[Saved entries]
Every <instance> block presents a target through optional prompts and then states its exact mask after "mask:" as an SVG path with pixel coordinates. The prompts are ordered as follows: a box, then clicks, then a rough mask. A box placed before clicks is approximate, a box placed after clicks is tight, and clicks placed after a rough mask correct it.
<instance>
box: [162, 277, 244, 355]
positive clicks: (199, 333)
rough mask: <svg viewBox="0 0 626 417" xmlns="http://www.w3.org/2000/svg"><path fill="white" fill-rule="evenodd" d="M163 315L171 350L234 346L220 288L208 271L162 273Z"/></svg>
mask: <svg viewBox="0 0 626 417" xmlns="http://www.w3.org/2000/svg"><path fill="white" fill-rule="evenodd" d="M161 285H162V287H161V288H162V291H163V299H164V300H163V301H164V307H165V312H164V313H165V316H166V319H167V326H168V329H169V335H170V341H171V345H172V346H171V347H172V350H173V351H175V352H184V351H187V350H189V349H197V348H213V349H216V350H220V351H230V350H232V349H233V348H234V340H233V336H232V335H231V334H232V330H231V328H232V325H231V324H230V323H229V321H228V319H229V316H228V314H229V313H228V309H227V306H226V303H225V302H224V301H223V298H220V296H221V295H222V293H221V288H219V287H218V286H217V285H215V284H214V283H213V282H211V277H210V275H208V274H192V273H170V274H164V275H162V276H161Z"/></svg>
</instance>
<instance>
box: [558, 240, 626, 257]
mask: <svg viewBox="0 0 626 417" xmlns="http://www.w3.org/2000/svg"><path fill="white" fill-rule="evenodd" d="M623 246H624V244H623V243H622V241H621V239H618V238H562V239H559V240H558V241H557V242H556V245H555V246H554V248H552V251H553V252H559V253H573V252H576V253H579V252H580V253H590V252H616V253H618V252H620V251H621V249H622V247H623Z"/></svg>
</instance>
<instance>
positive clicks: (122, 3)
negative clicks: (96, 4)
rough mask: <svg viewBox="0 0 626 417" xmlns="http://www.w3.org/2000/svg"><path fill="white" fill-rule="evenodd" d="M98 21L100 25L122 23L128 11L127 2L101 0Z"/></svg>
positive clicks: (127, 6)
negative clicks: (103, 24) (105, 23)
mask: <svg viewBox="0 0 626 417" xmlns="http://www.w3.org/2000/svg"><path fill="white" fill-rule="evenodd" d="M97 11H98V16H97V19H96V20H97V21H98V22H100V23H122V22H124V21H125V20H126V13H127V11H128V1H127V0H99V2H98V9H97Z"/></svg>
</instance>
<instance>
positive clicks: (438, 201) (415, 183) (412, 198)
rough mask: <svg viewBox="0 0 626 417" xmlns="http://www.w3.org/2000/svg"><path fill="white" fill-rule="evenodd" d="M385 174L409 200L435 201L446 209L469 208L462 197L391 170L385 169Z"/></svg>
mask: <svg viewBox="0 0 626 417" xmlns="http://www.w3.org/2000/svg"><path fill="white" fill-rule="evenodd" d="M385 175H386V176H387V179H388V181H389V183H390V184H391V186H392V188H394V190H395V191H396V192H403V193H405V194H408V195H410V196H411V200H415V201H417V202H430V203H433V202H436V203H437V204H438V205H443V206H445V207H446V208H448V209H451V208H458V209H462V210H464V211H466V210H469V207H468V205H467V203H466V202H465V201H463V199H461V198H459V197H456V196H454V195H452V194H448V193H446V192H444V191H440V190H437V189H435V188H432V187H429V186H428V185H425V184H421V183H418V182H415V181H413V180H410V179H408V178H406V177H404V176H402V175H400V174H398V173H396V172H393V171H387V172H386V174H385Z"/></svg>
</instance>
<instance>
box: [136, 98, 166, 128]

Exercise description: Every line of the data above should be reproduced word for word.

Solution to this task:
Every <instance> block presents a target through optional prompts and then states its exact mask after "mask:" as an SVG path with pixel coordinates. The prompts are ordered as follows: a box, then clicks, then a rough mask. A box placed before clicks is approximate, a box placed after clicks is tight, and clicks placed after a rough mask correct it.
<instance>
box: [162, 277, 244, 355]
positive clicks: (199, 333)
rough mask: <svg viewBox="0 0 626 417" xmlns="http://www.w3.org/2000/svg"><path fill="white" fill-rule="evenodd" d="M163 315L171 350L234 346L220 288L208 271L162 273Z"/></svg>
mask: <svg viewBox="0 0 626 417" xmlns="http://www.w3.org/2000/svg"><path fill="white" fill-rule="evenodd" d="M161 285H162V287H161V288H162V291H163V299H164V300H163V301H164V307H165V312H164V313H165V316H166V319H167V326H168V329H169V335H170V341H171V345H172V346H171V347H172V350H173V351H175V352H184V351H187V350H189V349H197V348H213V349H216V350H220V351H230V350H232V349H233V348H234V340H233V336H232V335H231V334H232V330H231V328H232V325H231V324H230V323H229V321H228V319H229V316H228V314H229V313H228V309H227V306H226V303H225V302H224V301H223V298H220V296H221V295H222V293H221V288H219V287H218V286H217V285H215V284H214V283H213V282H211V277H210V275H208V274H192V273H170V274H164V275H162V276H161Z"/></svg>
</instance>
<instance>
box: [558, 240, 626, 257]
mask: <svg viewBox="0 0 626 417" xmlns="http://www.w3.org/2000/svg"><path fill="white" fill-rule="evenodd" d="M623 246H624V244H623V243H622V241H621V239H618V238H562V239H559V240H558V241H557V242H556V245H555V246H554V248H552V251H553V252H559V253H573V252H576V253H579V252H580V253H590V252H616V253H618V252H620V251H621V249H622V247H623Z"/></svg>
</instance>
<instance>
positive clicks: (122, 3)
negative clicks: (96, 4)
rough mask: <svg viewBox="0 0 626 417" xmlns="http://www.w3.org/2000/svg"><path fill="white" fill-rule="evenodd" d="M98 21L100 25L122 23L128 11L127 2L101 0Z"/></svg>
positive clicks: (127, 6)
negative clicks: (103, 24) (105, 23)
mask: <svg viewBox="0 0 626 417" xmlns="http://www.w3.org/2000/svg"><path fill="white" fill-rule="evenodd" d="M97 11H98V16H97V19H96V20H97V21H98V22H100V23H122V22H124V21H125V20H126V13H127V11H128V1H127V0H99V2H98V9H97Z"/></svg>
</instance>
<instance>
positive clicks: (438, 201) (415, 183) (412, 198)
rough mask: <svg viewBox="0 0 626 417" xmlns="http://www.w3.org/2000/svg"><path fill="white" fill-rule="evenodd" d="M385 174L409 200L435 201L446 209L469 208L462 197L391 170L385 169Z"/></svg>
mask: <svg viewBox="0 0 626 417" xmlns="http://www.w3.org/2000/svg"><path fill="white" fill-rule="evenodd" d="M385 175H386V176H387V179H388V181H389V183H390V184H391V186H392V188H394V190H395V191H396V192H403V193H405V194H408V195H410V196H411V200H415V201H417V202H430V203H433V202H436V203H437V204H438V205H443V206H445V207H446V208H448V209H451V208H458V209H462V210H464V211H466V210H469V207H468V205H467V203H466V202H465V201H463V199H461V198H459V197H456V196H454V195H452V194H448V193H446V192H444V191H440V190H437V189H435V188H432V187H429V186H428V185H425V184H421V183H418V182H415V181H413V180H410V179H408V178H406V177H404V176H402V175H400V174H398V173H396V172H393V171H387V172H386V174H385Z"/></svg>
</instance>
<instance>
box: [136, 98, 166, 128]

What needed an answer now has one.